- **TASK BRIEF**
Please continue the text about Senator Julie Lassa's four bills being signed into law, picking up right after its last sentence.

SELECTED TEXT Block Start

Senator Lassa authored all four measures
Madison — Four bills authored by State Senator Julie Lassa (D-Stevens Point) were signed into law by Governor Scott Walker today. Senator Lassa joined the governor for the signing at a ceremony at Independence First in Milwaukee, an agency that helps make homes and workplaces more accessible.
Senator Lassa introduced Senate Bill 353, which will limit the use of seclusion and restraint in schools, along Senator Luther Olsen (R-Ripon). The new law restricts dangerous practices in restraining and secluding students, sets standards for training, and requires written documentation of incidents and reporting to parents and the Department of Public Instruction. The legislation comes in response to reports from parents and educators of children being locked in dark seclusion rooms for hours, strapped into chairs, and placed in physical restraint holds, which sometimes resulted in injury.

SELECTED TEXT Block End
ENTRIES SHOWN Block Start

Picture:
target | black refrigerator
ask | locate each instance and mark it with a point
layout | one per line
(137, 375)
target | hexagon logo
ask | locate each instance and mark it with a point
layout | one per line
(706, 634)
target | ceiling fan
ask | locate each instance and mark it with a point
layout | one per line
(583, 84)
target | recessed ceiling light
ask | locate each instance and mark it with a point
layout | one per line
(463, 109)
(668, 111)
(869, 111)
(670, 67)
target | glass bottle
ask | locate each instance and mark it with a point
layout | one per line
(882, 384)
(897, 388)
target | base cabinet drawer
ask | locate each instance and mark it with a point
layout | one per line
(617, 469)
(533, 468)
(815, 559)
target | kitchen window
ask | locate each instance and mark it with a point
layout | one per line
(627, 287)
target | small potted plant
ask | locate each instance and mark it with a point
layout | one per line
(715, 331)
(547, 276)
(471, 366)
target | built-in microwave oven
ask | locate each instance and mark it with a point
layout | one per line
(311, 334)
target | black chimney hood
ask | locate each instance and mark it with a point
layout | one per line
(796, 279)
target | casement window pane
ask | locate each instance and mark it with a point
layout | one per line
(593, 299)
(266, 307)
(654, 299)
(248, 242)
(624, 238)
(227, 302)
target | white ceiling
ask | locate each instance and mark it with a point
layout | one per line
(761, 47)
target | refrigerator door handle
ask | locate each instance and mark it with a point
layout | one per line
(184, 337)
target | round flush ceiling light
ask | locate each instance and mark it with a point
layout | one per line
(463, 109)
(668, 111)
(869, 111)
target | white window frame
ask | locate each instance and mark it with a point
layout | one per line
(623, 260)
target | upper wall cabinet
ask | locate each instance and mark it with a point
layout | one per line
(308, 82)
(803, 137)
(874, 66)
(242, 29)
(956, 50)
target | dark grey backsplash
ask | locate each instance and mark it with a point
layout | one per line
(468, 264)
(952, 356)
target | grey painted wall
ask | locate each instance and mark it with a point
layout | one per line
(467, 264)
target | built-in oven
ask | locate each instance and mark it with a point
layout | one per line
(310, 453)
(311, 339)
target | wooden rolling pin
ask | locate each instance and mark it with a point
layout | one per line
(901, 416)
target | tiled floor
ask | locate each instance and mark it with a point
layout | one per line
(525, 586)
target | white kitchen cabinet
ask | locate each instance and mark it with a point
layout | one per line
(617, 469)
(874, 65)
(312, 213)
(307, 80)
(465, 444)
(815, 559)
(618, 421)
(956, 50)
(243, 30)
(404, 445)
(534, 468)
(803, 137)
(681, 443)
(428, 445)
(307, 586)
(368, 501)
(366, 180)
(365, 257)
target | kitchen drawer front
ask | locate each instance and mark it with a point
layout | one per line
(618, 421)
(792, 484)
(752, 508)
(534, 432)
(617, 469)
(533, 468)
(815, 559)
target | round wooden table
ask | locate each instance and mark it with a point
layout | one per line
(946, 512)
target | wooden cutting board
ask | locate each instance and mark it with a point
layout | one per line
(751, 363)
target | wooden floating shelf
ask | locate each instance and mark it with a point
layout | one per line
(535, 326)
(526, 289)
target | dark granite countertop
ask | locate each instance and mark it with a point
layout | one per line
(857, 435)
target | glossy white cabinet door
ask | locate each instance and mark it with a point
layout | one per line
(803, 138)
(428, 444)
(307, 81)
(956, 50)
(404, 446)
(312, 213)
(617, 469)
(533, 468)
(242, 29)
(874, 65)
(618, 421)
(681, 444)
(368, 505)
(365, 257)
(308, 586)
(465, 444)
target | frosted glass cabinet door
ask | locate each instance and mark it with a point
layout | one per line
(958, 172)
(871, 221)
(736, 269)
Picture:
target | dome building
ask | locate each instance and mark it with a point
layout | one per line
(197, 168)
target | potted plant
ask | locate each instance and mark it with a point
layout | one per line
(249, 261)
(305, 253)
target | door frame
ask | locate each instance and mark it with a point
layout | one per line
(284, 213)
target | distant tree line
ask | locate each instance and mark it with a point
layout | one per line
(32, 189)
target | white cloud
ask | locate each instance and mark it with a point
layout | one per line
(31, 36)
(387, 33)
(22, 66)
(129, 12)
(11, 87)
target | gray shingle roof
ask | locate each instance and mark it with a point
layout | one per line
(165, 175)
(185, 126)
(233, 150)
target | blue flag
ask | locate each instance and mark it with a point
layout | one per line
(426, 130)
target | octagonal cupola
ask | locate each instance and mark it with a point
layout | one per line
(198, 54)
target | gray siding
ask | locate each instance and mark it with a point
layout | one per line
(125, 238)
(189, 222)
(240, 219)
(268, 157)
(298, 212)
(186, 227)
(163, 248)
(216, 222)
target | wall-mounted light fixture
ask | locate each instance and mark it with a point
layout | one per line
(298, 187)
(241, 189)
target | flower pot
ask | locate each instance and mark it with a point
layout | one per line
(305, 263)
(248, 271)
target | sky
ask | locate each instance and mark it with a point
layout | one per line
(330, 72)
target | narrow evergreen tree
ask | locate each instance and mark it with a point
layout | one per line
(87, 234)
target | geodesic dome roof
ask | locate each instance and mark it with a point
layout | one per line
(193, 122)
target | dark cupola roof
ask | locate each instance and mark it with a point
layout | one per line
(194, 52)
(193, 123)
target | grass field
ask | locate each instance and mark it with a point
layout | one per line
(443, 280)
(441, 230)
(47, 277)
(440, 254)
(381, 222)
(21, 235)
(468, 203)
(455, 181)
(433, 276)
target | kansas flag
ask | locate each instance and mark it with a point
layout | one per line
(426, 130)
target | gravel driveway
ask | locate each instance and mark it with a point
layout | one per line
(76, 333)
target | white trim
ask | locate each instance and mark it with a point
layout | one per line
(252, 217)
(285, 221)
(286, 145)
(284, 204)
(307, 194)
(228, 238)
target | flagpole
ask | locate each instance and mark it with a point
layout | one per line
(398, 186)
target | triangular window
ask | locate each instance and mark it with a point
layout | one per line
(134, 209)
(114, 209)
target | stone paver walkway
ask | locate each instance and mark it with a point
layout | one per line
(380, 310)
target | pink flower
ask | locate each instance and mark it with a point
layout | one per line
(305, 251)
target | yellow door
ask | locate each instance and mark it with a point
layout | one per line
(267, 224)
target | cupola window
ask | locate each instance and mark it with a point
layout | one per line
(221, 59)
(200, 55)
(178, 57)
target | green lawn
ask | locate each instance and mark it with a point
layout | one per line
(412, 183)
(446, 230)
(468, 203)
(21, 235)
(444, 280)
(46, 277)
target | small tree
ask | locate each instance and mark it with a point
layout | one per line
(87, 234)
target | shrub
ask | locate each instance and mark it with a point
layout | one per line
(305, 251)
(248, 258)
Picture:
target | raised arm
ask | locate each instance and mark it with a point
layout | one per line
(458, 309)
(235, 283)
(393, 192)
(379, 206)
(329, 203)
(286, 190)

ENTRIES SHOWN Block End

- **ANSWER FOR THE TASK**
“Many of these parents didn’t know that their children were being restrained or put in seclusion rooms – rooms that are locked from the outside - until a concerned school employee informed them about what was going on, or until parents began asking questions after noticing unexplained physical injuries or a change in their child’s behavior,” Lassa said. “This is wrong. Parents have a right to know what is happening to their child in school.”
Senator Lassa also sponsored the bill that removes enrollment caps on Family Care, the program that helps elderly and disabled individuals stay in their homes instead of being forced into institutions. The governor’s budget initially included freezing Family Care, but under orders from the federal government, the Legislature was forced to change course and lift the caps.
“Family Care is popular with patients because it gives better care in non-institutional settings, and it saves the state money. I’m pleased we were able to get the enrollment caps lifted,” Lassa said.
Two Lassa-sponsored bills signed today advance the interests of people with disabilities. Senate Bill 377 substitutes the phrase "intellectual disability" for "mental retardation" and "mentally retarded" in the Wisconsin state statutes. College students with disabilities will have greater access to accessible instructional materials under Assembly Bill 322.
“I have always worked with my colleagues on both sides of the aisle to enact good public policy for my constituents, and I’m glad we were successful in passing these new laws,” Lassa said.